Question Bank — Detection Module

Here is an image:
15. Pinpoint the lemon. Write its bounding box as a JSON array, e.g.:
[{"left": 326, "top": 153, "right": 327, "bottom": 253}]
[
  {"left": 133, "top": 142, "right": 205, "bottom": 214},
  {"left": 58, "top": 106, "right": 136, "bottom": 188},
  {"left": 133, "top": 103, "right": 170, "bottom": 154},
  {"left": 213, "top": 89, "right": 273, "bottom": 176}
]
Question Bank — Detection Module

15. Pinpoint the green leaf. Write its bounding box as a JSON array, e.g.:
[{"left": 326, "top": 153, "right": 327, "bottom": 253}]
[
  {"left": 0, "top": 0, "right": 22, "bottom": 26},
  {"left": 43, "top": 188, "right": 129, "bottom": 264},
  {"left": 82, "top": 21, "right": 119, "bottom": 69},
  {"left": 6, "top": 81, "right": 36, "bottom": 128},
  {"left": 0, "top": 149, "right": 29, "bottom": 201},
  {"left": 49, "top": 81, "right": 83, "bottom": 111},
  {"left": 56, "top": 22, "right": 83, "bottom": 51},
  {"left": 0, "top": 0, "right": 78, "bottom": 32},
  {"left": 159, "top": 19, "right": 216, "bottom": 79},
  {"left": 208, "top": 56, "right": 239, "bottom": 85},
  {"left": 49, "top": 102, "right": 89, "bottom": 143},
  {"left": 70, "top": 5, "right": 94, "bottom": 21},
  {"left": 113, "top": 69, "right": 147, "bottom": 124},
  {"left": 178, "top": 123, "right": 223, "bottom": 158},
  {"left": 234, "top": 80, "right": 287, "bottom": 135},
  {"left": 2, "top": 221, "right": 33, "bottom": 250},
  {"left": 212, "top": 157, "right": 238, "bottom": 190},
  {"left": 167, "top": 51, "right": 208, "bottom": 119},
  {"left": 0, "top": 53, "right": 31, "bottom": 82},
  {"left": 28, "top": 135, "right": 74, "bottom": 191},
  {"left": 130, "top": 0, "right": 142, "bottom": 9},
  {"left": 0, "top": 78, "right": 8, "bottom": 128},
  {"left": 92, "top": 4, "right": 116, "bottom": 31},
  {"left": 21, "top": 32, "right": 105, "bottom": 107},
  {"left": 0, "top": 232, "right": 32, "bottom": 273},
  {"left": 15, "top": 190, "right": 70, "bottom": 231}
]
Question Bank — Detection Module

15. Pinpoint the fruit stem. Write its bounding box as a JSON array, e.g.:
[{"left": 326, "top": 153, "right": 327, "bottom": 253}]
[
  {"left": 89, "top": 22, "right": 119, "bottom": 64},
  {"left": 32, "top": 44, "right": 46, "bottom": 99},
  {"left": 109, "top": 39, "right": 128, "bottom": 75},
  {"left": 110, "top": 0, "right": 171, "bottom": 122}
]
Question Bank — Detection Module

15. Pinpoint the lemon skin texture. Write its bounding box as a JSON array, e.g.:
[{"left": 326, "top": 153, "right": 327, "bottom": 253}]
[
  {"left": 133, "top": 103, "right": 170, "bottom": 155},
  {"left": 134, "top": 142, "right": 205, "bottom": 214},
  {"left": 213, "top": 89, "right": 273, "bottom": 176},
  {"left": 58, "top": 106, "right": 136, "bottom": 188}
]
* * *
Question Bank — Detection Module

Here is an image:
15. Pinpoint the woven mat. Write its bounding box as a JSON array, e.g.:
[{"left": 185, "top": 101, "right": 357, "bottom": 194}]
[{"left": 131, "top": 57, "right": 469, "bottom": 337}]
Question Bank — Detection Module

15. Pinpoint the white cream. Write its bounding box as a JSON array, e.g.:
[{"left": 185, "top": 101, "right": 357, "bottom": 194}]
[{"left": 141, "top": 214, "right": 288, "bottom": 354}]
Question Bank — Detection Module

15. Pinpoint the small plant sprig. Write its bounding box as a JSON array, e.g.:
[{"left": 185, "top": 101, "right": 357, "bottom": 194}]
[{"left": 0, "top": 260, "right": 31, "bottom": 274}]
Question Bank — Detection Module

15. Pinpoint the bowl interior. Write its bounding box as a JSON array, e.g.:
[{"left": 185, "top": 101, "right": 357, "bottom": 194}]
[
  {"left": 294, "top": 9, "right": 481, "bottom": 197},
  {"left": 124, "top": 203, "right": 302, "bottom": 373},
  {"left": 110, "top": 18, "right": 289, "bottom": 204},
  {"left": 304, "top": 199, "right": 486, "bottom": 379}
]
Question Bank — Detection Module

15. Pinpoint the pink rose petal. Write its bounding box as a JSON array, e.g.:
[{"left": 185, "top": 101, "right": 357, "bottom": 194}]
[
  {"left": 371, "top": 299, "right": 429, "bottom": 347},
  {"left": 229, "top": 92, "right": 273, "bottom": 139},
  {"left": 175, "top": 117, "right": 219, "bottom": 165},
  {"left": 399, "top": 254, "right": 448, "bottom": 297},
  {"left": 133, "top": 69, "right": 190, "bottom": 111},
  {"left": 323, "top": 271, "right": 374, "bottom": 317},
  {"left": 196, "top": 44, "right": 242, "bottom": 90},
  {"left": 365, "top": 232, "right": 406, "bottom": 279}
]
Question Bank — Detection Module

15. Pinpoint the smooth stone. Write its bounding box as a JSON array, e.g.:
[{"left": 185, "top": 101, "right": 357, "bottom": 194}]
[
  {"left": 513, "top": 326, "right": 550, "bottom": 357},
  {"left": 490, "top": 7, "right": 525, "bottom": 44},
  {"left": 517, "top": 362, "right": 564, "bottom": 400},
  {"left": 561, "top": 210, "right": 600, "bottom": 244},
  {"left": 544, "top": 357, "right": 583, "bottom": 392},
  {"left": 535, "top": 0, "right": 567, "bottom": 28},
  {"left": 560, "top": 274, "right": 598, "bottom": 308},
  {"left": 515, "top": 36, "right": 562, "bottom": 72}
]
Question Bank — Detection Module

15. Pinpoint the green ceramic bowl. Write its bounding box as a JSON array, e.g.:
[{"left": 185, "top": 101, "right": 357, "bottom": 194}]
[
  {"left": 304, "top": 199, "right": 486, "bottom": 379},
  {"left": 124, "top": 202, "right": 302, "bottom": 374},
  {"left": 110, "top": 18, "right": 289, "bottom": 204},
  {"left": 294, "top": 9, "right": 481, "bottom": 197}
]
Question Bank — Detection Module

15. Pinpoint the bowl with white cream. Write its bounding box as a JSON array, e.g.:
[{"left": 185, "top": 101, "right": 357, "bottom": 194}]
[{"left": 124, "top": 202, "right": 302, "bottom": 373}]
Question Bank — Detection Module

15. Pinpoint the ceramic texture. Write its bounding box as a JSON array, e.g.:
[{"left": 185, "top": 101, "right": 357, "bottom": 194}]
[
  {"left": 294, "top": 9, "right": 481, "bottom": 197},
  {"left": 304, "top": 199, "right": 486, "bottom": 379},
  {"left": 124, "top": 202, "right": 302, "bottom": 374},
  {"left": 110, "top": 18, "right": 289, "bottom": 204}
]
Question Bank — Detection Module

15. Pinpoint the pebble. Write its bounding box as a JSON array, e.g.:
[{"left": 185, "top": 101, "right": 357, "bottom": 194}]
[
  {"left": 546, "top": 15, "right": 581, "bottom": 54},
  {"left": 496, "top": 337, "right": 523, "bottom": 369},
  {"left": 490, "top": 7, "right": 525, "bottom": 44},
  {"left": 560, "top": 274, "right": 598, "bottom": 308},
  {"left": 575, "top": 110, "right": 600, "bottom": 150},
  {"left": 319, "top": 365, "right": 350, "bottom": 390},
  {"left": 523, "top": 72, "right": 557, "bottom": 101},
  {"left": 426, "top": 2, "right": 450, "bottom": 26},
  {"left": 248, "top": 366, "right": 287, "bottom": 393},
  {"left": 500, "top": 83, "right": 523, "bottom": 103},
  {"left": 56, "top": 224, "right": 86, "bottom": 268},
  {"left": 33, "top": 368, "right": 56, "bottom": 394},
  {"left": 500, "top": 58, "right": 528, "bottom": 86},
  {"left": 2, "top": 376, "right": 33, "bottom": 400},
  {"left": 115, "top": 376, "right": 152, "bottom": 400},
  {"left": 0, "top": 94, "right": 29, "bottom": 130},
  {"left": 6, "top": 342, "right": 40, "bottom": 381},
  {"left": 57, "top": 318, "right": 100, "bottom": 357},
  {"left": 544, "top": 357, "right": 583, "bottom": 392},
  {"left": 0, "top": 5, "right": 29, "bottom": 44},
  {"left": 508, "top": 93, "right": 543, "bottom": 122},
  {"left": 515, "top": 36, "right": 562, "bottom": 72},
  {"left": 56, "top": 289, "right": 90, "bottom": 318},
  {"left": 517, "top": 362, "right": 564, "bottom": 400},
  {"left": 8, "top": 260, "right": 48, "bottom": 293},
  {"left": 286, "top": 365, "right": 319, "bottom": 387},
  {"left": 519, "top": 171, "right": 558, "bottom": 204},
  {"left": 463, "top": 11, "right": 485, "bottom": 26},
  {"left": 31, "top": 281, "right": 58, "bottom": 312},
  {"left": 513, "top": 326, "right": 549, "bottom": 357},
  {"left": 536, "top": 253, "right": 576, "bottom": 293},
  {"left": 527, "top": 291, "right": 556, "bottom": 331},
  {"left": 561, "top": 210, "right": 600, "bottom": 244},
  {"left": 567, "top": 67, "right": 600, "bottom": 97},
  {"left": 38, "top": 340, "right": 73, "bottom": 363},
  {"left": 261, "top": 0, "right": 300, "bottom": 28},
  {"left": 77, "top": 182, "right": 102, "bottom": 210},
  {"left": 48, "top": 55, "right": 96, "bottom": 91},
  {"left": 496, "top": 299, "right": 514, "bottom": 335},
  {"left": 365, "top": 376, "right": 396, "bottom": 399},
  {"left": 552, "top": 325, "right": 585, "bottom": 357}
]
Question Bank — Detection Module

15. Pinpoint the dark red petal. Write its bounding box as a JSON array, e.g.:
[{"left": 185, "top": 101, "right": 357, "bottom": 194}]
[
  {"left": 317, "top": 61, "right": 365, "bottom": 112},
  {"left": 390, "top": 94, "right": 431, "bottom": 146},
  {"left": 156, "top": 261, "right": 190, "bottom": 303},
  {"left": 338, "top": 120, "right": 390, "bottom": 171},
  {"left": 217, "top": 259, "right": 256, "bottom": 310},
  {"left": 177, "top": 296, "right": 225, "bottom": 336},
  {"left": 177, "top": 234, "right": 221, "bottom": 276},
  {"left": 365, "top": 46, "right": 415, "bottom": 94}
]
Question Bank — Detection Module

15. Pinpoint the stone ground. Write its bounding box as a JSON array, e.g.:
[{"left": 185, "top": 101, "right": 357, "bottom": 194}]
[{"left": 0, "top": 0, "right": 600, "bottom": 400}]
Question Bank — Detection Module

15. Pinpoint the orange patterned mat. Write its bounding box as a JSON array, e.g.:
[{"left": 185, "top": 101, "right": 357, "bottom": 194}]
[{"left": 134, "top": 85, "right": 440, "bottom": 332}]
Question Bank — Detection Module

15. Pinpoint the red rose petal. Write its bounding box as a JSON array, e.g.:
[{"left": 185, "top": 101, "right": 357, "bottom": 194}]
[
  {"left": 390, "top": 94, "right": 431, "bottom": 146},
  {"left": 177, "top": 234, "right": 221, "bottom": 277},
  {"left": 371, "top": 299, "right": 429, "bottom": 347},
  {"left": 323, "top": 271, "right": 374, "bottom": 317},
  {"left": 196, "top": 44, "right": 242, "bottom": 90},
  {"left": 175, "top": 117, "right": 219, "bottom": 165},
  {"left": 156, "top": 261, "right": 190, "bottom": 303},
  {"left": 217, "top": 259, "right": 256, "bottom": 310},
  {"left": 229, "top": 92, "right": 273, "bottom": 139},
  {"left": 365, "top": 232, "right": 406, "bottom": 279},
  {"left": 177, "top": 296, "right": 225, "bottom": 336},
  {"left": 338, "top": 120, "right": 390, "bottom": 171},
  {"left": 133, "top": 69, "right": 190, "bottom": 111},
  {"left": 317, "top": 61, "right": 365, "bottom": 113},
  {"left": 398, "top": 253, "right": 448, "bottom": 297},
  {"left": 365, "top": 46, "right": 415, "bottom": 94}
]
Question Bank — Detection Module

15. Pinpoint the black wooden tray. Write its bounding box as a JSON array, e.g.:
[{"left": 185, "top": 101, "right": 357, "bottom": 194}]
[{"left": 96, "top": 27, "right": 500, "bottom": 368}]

## [Problem]
Identify every line in the rows above that contains the string "bowl", and copy each of those lines out in full.

## [Output of the task]
15. Pinpoint the bowl interior. Write its bounding box as a JSON array, e.g.:
15. Pinpoint the green ceramic bowl. Write its bounding box as a JSON array, e.g.:
15. Pinpoint the bowl with white cream. Write its bounding box as a JSON array, e.g.:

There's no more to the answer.